= YOUR GOAL =
Everything from the line containing "red jacket in this photo." to the end of the records must be restated word for word, and nothing else.

####

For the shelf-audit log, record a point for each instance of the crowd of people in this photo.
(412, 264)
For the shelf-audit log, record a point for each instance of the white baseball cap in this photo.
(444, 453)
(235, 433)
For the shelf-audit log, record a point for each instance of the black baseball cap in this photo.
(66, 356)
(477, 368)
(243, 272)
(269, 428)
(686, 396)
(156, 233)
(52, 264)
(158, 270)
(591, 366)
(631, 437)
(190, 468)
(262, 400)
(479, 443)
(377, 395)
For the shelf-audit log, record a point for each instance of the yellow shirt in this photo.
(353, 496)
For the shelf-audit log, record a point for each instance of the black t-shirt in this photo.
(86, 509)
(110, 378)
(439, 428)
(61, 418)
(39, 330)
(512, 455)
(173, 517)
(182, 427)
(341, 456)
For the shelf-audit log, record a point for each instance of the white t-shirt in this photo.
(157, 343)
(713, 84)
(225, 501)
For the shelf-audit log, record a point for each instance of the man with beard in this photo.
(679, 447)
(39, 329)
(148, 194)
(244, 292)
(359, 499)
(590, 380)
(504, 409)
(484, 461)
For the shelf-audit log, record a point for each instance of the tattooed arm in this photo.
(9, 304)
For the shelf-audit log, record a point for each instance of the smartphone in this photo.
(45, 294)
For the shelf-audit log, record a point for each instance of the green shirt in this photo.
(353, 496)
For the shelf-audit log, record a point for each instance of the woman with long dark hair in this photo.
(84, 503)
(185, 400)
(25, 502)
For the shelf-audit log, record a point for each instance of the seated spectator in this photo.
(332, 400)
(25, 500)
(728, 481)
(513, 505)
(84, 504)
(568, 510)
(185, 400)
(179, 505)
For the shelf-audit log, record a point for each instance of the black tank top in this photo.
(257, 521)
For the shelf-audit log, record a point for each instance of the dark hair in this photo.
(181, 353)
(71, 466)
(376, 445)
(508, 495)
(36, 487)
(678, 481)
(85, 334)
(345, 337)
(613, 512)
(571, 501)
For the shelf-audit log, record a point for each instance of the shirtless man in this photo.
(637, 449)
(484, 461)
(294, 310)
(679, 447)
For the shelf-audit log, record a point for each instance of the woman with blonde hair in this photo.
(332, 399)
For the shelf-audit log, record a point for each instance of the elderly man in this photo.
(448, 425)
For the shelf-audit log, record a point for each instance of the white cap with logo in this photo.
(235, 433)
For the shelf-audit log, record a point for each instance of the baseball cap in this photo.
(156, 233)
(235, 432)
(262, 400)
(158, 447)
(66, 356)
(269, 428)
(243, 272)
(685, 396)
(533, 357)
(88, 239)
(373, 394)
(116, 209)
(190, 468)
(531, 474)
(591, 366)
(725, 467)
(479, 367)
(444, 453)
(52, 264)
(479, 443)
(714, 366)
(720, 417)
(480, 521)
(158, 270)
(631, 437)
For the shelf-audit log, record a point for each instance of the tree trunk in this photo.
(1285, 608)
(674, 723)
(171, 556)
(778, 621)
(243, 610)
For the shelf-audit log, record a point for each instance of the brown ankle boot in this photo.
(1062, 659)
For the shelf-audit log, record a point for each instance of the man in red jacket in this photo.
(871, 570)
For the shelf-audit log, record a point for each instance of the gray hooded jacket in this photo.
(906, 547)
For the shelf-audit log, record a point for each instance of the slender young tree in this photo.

####

= SOLVED PROBLEM =
For the shelf-audit log, record a point for each instance of the man in red jacket in this photo.
(871, 570)
For the shelf-audit log, record a point for each instance of the gray hooded jacket in this photo.
(906, 547)
For the shelf-audit log, record a point for each instance of the slender young tree in this photo.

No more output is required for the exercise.